— What needs to be done —
Your task is to repeat the entries word for word while leaving out the pictures.

— Provided data —

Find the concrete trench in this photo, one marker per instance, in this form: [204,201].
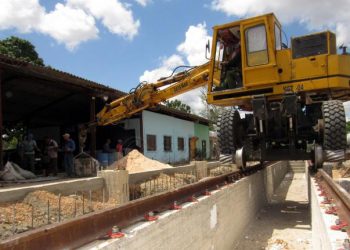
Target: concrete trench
[215,222]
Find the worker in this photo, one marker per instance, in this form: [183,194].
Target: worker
[50,156]
[232,66]
[107,146]
[68,151]
[119,149]
[29,147]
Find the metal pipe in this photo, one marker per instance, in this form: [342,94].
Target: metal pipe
[48,211]
[83,203]
[261,126]
[1,121]
[14,219]
[90,199]
[32,224]
[59,207]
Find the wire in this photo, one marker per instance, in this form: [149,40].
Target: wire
[133,90]
[181,66]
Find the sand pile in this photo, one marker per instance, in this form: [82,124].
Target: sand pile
[165,182]
[135,162]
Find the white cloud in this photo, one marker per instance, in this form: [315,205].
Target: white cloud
[315,14]
[191,51]
[58,24]
[71,22]
[19,14]
[192,99]
[143,3]
[117,17]
[165,69]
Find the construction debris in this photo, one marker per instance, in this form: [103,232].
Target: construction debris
[164,182]
[13,172]
[135,162]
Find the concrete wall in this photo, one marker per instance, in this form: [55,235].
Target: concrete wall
[323,238]
[67,187]
[202,132]
[274,176]
[163,125]
[135,125]
[215,222]
[64,187]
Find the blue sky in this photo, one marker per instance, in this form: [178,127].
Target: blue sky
[115,45]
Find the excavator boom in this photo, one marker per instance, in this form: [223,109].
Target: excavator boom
[150,94]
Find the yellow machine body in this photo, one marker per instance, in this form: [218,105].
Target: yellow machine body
[273,71]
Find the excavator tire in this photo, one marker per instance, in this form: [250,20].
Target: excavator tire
[228,123]
[334,127]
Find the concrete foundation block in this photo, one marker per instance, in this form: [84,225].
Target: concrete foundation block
[116,184]
[201,169]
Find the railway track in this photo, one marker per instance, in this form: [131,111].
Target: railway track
[80,231]
[334,195]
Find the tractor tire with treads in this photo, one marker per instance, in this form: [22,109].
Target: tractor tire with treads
[334,127]
[228,128]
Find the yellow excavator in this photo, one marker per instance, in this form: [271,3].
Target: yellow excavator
[292,96]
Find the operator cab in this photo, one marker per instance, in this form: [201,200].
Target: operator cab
[229,59]
[244,57]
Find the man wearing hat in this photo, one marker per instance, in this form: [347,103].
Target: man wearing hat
[68,150]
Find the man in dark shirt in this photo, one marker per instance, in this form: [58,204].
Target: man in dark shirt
[68,156]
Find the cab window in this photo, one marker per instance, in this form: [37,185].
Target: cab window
[256,46]
[278,37]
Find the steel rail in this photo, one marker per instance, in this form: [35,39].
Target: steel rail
[80,231]
[340,196]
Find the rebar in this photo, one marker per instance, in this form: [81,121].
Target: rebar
[59,207]
[103,196]
[32,224]
[75,205]
[90,200]
[14,219]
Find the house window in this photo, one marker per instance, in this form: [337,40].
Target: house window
[151,143]
[167,143]
[180,144]
[256,46]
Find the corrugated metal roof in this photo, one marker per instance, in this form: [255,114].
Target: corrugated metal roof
[55,75]
[52,74]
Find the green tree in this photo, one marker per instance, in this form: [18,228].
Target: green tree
[21,49]
[177,104]
[210,112]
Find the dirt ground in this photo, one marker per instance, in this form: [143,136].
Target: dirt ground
[285,223]
[17,217]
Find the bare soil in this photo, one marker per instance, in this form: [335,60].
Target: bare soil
[32,211]
[285,222]
[135,162]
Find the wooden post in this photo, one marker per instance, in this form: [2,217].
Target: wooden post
[93,128]
[1,122]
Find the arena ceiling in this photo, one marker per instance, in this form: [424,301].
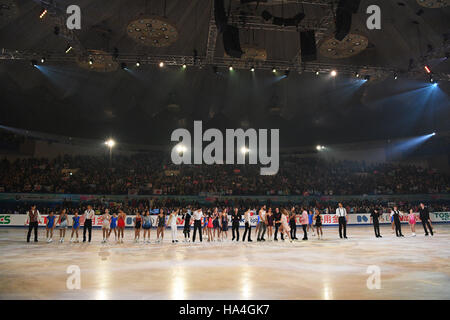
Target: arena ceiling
[145,104]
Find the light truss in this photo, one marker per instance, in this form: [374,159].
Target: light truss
[212,37]
[59,17]
[221,62]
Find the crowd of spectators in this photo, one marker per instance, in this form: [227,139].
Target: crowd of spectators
[154,174]
[153,204]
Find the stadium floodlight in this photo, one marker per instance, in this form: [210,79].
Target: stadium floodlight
[110,143]
[320,148]
[181,148]
[244,150]
[43,13]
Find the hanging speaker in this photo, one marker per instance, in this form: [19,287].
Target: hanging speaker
[308,45]
[231,42]
[344,13]
[220,15]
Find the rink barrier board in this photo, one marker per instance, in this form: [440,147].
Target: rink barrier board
[327,220]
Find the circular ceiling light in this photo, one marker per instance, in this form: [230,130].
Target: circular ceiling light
[153,31]
[99,61]
[351,45]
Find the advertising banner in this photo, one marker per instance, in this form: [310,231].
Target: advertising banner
[16,220]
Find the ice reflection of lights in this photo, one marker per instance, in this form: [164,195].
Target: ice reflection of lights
[179,285]
[103,276]
[327,292]
[246,284]
[101,295]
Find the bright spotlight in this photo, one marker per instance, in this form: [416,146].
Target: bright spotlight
[181,148]
[320,148]
[110,143]
[43,13]
[244,150]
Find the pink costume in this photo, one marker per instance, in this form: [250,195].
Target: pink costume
[412,218]
[284,223]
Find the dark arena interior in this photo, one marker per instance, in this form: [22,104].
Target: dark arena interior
[224,150]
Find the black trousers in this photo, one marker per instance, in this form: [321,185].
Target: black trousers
[235,228]
[87,226]
[293,230]
[342,227]
[398,227]
[31,226]
[197,226]
[376,228]
[248,228]
[305,233]
[426,224]
[277,226]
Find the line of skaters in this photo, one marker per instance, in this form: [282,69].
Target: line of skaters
[215,224]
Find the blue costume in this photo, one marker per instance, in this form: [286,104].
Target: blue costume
[113,223]
[76,222]
[50,221]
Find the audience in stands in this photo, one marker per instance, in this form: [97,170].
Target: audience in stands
[156,175]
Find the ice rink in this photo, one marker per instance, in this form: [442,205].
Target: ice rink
[410,268]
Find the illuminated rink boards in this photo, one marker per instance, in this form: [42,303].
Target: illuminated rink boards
[411,268]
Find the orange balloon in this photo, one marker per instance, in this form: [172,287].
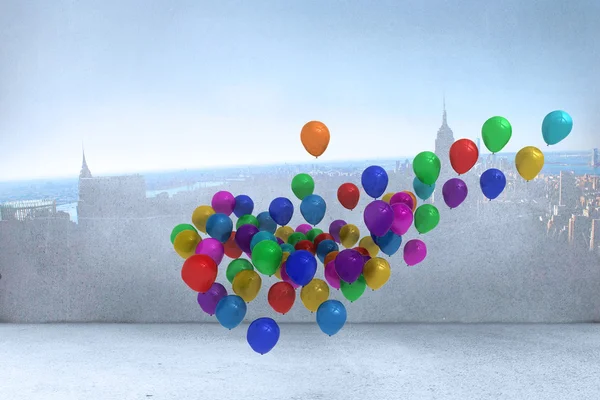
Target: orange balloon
[315,137]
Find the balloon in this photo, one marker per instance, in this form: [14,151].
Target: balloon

— Correct answer —
Find the concrete trench in this photo, one marker per instance, in this form: [204,201].
Target: concrete trench
[215,222]
Find the worker in this photo, one marker per instance, in this form: [183,194].
Target: worker
[50,156]
[232,66]
[107,146]
[68,151]
[119,149]
[29,147]
Find the metal pipe in this photo, one marker per instance, in this form: [342,94].
Target: metal pipe
[48,211]
[83,203]
[261,126]
[1,121]
[14,219]
[90,199]
[32,224]
[59,207]
Find the wire in this photo, one marker per instance, in this form: [149,40].
Target: wire
[133,90]
[181,66]
Find the sand pile in this photo, one marker per instance, in this form: [82,124].
Target: sand pile
[165,182]
[135,162]
Find the white cloud in this photo, one marker per instance, in this form: [315,205].
Target: white cloud
[315,14]
[191,51]
[58,24]
[71,22]
[19,14]
[192,99]
[143,3]
[117,17]
[165,69]
Find the construction debris in this photo, one marker per instance, in this form: [103,232].
Target: construction debris
[164,182]
[13,172]
[135,162]
Find the concrete wall in this photo, one marker per instance, in this form: [55,235].
Target: concrete wall
[323,238]
[67,187]
[202,132]
[274,176]
[163,125]
[135,125]
[215,222]
[64,187]
Find the blue sky in this photo, one marker per instance, in this form: [178,127].
Target: blue sky
[115,45]
Find the excavator boom in this photo, one marker per instance, in this form: [223,109].
Target: excavator boom
[150,94]
Find the yellow machine body in this photo, one marker per instance, in this form: [218,105].
Target: yellow machine body
[273,71]
Find the excavator tire in this photo, one marker per instance, in this form: [250,20].
Target: excavator tire
[228,123]
[334,127]
Find the concrete foundation block in this photo, one marker per instance, in this form: [84,225].
Target: concrete foundation block
[116,184]
[201,169]
Find the railway track in this photo, one marker per instance, in this form: [131,111].
Target: railway track
[80,231]
[334,195]
Find the tractor tire with treads in this photo, one marker per instance, in this form: [22,109].
Target: tractor tire with treads
[334,127]
[228,128]
Find the yellow excavator in this photo, one marker per instance, in this form: [271,3].
Target: yellow excavator
[292,96]
Find the operator cab in this photo, one marker per instance, in this form: [201,200].
Target: operator cab
[229,59]
[244,57]
Find the man wearing hat in this photo, one marker per instance, in this form: [347,103].
Target: man wearing hat
[68,150]
Find the man in dark shirt in this photo, one marker per instance, in this form: [58,204].
Target: man in dark shirt
[68,156]
Find the cab window in this photo, one marker per instance, in this form: [37,185].
Target: cab window
[256,46]
[278,37]
Find the steel rail in this photo, one marker per instance, in this form: [35,39].
Target: steel rail
[80,231]
[340,196]
Find the rebar in this photo, one marker per instance, in this form: [81,121].
Target: rebar
[59,207]
[103,196]
[32,224]
[75,205]
[90,200]
[14,219]
Find the house window in this photo, one marker per instance, in this form: [337,40].
Target: house window
[151,143]
[167,143]
[180,144]
[256,46]
Find the corrugated metal roof in this photo, one marker per instance, in this form: [255,114].
Target: corrugated metal roof
[55,75]
[52,74]
Find the green tree in this photo, one marker per instance, in this form: [18,228].
Target: green tree
[21,49]
[177,104]
[210,112]
Find the dirt ground in this photo, one marker per instance, in this form: [143,136].
Target: dirt ground
[285,223]
[17,217]
Find the bare soil in this photo, one marker per instance, in this form: [335,60].
Target: bare soil
[32,211]
[285,222]
[135,162]
Find the wooden post in this photo, one marker per instance, in this form: [2,217].
Target: wooden post
[93,128]
[1,122]
Find the arena ceiling in this photo, one marker per instance, in this form: [424,301].
Target: arena ceiling
[145,104]
Find the light truss in this photo, one marker per instance, in this form: [374,159].
Target: light truss
[212,37]
[59,17]
[221,62]
Find the crowd of spectators in this photo, one marker per instance, in this form: [227,139].
Target: crowd of spectators
[154,174]
[153,204]
Find the stadium floodlight in this photo, one marker per instance, in this form: [210,79].
Target: stadium floodlight
[110,143]
[320,148]
[181,148]
[244,150]
[43,13]
Find the hanging speaker in this photo, one marker per instance, in this form: [19,287].
Target: hanging speaker
[308,45]
[231,42]
[344,13]
[220,15]
Find the rink barrier board in this photo, one marker per instance, in this form: [440,147].
Target: rink barrier board
[327,220]
Find the circular ceiling light in this photo, one marker per instance, in this form: [230,130].
Target: circular ceiling light
[153,31]
[99,61]
[351,45]
Find the advertising banner in this photo, one marker per instance, in this form: [310,231].
Target: advertising banner
[16,220]
Find the ice reflection of lights in this photo, one marker per instance, in this form: [164,195].
Target: ice reflection of lights
[179,285]
[103,276]
[327,292]
[246,284]
[101,295]
Find the bright spotlight in this photo, one marker per instance, in this form: [416,146].
Target: bright spotlight
[181,148]
[320,148]
[110,143]
[43,13]
[244,150]
Find the pink costume in this photo, one marker per instance, in this form: [250,195].
Target: pink costume
[412,218]
[284,223]
Find the dark arena interior in this photo, one marker per instance, in this form: [22,104].
Target: dark arena interior
[224,150]
Find the black trousers in this photo, one marker per instance, in this form: [321,185].
Target: black trousers
[235,228]
[87,226]
[293,230]
[342,227]
[398,227]
[31,226]
[197,226]
[376,228]
[248,228]
[305,233]
[426,224]
[277,226]
Find the line of skaters in this photo, one marker per instance, in this form: [282,69].
Target: line of skaters
[215,224]
Find the blue costume in this photo, one marker per instance, in this form: [286,104].
Target: blue costume
[113,223]
[76,222]
[50,221]
Find the audience in stands in this photo, one marker per instance, in this form: [97,170].
Target: audience in stands
[156,175]
Find the ice rink in this photo, one marker per instance, in this form: [442,205].
Target: ice rink
[410,268]
Find the illuminated rink boards in this photo, one marker per instance, in this form: [42,303].
Target: illuminated rink boards
[411,268]
Find the orange balloon in this photo, one marker per instance, in this form: [172,287].
Target: orange balloon
[315,137]
Find the balloon in this photo, one marker per instance, in this form: [14,151].
Target: balloon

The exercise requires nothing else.